Records:

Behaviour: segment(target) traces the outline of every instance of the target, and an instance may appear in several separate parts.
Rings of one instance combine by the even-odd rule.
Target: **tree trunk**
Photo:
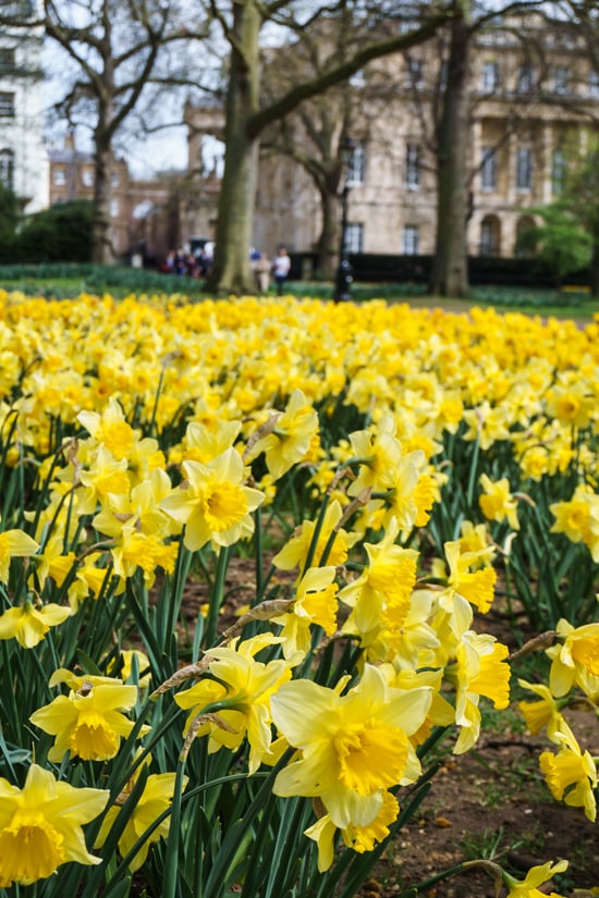
[[[114,262],[110,233],[110,204],[112,199],[110,161],[110,138],[105,139],[99,132],[96,132],[91,261],[98,265],[112,265]]]
[[[320,190],[322,229],[318,238],[317,271],[320,278],[332,281],[339,265],[339,196],[326,187]]]
[[[599,296],[599,232],[594,237],[590,259],[590,294],[591,296]]]
[[[466,180],[469,127],[468,56],[470,29],[468,0],[454,0],[448,82],[438,138],[437,238],[430,292],[437,296],[467,296],[468,257]]]
[[[258,137],[248,122],[259,102],[259,35],[262,19],[253,3],[235,2],[227,94],[224,171],[219,196],[215,263],[208,287],[220,295],[255,293],[249,247],[258,165]]]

Given request: Gather each line in the items above that contains the word "instance".

Response to this exercise:
Behaviour: segment(target) traces the outline of every instance of the target, and an instance may appear in several separate parts.
Rings of one instance combine by the even-odd rule.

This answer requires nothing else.